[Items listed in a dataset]
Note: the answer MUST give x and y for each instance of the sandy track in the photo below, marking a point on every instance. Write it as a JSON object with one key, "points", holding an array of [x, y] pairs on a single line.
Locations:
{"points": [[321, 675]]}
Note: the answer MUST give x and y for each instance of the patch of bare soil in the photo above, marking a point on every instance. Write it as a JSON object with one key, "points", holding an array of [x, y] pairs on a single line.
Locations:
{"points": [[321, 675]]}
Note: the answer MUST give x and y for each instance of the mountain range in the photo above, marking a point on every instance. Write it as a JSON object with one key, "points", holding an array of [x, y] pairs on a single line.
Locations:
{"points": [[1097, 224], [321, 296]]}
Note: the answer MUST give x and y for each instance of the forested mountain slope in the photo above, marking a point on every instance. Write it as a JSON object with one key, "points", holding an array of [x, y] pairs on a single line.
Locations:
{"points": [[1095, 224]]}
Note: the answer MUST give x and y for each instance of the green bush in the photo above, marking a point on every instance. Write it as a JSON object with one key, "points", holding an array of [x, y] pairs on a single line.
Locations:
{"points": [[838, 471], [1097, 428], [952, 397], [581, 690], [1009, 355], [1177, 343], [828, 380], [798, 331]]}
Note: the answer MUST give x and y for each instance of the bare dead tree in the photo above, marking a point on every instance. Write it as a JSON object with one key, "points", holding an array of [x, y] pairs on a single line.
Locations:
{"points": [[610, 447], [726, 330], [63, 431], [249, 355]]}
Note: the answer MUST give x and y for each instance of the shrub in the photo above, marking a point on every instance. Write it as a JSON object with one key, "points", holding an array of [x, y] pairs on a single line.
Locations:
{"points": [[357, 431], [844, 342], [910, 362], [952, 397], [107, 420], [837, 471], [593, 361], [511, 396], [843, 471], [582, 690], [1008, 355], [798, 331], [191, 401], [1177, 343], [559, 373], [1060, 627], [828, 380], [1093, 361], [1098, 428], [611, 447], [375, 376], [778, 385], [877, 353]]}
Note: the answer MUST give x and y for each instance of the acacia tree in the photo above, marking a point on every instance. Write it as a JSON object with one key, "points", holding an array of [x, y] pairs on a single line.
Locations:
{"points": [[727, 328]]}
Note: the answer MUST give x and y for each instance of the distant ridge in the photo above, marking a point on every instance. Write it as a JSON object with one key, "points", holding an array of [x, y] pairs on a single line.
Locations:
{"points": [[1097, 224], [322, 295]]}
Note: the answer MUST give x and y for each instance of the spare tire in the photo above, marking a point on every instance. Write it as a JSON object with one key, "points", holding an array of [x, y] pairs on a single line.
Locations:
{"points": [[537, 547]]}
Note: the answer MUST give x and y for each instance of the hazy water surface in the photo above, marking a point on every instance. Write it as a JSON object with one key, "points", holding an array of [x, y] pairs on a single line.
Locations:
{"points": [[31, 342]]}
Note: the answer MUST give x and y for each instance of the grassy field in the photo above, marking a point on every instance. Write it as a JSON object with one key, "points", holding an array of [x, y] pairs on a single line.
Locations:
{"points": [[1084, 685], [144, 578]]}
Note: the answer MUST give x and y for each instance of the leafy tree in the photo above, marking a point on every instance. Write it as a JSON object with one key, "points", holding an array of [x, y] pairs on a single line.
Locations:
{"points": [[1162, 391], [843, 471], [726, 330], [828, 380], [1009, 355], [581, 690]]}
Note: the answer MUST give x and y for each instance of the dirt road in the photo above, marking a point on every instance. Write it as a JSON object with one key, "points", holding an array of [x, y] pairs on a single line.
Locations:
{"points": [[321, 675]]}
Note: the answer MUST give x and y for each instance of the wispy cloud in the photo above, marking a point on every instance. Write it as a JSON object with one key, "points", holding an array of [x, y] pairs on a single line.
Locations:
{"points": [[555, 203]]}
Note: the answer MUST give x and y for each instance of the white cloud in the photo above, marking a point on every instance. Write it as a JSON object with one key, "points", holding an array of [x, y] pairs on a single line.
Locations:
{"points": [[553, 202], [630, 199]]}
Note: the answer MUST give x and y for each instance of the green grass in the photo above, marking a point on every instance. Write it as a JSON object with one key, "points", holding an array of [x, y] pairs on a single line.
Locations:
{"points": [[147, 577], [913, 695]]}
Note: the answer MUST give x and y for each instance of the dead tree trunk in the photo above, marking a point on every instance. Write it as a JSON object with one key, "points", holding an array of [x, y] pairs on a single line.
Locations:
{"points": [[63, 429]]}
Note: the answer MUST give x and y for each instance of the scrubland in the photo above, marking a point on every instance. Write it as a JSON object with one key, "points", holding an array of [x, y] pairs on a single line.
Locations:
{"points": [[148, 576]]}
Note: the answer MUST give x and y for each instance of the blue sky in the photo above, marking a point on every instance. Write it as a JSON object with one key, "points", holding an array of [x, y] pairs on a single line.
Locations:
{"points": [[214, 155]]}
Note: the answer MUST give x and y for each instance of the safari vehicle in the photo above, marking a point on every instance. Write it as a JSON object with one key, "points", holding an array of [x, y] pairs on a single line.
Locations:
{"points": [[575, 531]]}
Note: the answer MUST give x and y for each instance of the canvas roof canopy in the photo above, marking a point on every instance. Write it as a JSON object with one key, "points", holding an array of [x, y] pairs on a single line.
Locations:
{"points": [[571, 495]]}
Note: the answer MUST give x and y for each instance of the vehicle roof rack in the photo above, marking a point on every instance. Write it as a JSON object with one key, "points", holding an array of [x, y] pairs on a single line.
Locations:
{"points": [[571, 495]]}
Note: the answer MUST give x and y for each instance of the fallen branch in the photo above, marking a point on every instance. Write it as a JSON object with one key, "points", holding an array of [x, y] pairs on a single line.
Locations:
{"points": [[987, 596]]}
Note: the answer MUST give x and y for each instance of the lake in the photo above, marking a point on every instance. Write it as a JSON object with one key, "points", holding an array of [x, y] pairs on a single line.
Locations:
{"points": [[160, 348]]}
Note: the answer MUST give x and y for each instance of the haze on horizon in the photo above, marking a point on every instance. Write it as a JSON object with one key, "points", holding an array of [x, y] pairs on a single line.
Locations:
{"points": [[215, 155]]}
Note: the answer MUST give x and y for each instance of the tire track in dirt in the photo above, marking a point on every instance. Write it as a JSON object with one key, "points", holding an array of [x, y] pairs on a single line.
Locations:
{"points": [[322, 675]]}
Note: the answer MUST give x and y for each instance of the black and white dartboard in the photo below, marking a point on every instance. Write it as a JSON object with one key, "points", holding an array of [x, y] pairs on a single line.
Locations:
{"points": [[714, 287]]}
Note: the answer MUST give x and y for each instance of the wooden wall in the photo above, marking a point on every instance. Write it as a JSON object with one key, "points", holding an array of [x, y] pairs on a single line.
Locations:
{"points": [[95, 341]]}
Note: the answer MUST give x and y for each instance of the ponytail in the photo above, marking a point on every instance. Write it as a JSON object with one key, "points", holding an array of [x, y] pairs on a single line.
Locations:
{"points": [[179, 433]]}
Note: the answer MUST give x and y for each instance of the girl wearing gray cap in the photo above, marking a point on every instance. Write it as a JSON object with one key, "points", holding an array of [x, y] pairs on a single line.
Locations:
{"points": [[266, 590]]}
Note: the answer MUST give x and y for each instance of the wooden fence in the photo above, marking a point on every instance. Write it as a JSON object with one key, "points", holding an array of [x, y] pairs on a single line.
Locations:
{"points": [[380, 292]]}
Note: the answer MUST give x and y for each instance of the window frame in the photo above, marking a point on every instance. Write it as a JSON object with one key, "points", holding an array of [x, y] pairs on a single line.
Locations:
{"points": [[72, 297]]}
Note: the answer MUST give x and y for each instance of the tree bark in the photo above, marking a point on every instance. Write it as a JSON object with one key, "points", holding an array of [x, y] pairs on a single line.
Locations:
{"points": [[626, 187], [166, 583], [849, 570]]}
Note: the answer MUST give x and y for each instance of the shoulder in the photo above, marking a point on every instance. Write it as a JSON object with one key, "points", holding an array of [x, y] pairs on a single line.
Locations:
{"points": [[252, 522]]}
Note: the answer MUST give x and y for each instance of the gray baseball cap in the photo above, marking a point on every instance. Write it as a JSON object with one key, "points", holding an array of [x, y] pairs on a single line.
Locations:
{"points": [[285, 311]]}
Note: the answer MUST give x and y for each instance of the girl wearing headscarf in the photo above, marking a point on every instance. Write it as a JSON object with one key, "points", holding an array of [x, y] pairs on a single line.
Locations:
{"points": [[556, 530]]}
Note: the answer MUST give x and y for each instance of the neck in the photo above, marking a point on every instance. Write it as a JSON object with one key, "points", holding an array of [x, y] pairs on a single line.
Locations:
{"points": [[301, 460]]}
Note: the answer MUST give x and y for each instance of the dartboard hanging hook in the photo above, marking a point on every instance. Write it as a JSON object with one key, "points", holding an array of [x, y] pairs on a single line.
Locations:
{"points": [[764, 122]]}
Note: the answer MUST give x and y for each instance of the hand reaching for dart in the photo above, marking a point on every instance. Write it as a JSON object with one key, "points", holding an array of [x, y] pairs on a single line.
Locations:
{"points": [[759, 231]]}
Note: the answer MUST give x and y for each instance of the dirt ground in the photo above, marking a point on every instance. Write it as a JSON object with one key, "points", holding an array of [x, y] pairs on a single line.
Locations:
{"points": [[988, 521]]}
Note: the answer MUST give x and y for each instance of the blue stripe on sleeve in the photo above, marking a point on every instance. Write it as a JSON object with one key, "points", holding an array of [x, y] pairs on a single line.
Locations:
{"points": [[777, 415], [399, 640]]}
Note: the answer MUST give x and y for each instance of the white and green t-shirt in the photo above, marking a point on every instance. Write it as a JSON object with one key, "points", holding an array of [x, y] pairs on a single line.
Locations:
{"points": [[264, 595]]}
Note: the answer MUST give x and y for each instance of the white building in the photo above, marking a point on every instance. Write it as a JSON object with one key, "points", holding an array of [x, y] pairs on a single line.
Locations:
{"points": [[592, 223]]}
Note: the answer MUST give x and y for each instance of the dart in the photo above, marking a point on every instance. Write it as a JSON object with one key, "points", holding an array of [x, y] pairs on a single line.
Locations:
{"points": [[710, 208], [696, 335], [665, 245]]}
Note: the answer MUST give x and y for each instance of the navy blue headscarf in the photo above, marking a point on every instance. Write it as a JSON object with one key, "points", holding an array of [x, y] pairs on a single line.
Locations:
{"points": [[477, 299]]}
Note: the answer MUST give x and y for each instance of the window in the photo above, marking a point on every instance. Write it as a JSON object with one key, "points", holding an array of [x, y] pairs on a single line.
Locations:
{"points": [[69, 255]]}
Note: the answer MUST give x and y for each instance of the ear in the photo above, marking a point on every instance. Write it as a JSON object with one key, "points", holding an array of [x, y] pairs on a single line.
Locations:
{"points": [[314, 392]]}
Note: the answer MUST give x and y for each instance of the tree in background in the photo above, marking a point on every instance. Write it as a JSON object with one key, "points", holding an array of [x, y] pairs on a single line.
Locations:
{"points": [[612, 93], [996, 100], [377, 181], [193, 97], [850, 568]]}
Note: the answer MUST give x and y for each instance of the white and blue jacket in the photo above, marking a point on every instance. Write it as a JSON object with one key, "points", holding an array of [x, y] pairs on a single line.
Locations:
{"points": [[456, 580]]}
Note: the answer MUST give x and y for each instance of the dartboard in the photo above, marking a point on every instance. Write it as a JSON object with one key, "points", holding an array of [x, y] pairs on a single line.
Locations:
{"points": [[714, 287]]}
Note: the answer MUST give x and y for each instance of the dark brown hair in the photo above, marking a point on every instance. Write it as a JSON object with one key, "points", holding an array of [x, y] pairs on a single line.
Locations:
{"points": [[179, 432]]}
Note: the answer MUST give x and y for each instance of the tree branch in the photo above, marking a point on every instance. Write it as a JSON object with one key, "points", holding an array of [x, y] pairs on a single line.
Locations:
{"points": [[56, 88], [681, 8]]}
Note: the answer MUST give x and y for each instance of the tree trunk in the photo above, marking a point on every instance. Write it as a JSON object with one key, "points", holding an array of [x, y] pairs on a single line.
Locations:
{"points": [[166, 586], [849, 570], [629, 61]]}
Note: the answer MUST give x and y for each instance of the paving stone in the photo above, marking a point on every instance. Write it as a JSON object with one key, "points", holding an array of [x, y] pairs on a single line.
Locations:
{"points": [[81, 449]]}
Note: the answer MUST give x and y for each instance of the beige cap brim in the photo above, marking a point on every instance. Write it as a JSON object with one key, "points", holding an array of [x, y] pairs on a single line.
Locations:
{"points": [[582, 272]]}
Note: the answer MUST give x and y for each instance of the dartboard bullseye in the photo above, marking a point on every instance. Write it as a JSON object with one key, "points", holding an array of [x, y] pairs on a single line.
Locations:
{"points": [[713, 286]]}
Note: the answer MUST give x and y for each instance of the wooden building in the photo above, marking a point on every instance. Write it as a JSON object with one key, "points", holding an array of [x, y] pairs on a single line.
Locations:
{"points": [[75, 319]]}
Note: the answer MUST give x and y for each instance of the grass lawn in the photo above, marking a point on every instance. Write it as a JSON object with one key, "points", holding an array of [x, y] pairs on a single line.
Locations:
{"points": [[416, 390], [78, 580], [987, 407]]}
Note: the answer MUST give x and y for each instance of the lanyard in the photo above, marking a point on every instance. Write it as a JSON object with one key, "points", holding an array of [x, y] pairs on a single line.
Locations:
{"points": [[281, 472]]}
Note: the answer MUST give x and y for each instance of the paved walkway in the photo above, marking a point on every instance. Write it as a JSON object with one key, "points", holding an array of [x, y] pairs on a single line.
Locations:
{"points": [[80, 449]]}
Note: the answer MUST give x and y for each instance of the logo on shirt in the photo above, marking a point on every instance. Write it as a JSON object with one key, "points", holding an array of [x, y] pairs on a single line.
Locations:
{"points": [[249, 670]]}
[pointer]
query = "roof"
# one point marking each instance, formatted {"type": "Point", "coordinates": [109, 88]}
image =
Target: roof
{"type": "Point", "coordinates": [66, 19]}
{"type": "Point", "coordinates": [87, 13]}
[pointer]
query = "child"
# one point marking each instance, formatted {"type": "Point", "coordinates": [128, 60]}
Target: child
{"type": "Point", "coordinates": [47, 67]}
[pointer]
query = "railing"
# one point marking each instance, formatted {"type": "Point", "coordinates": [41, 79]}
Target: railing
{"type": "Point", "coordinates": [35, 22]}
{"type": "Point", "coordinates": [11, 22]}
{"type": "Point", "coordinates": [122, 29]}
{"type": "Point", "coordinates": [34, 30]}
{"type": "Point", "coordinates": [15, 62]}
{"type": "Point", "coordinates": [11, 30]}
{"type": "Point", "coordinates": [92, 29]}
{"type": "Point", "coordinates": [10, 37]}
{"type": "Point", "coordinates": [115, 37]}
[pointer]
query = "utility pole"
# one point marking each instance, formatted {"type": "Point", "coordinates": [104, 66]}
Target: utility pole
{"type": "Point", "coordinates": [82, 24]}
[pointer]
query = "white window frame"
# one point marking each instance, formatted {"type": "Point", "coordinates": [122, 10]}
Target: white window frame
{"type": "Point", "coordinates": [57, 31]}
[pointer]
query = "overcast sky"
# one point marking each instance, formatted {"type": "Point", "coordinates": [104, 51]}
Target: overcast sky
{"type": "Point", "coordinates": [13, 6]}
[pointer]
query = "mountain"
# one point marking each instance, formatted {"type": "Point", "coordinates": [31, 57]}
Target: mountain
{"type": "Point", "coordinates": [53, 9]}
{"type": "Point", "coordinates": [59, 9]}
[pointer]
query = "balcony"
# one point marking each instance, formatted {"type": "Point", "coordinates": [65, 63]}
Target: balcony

> [Work required]:
Tally the lines in the entries above that contain the string "Target", treating uppercase and lowercase as distinct. Give only the number.

> [Worked solution]:
8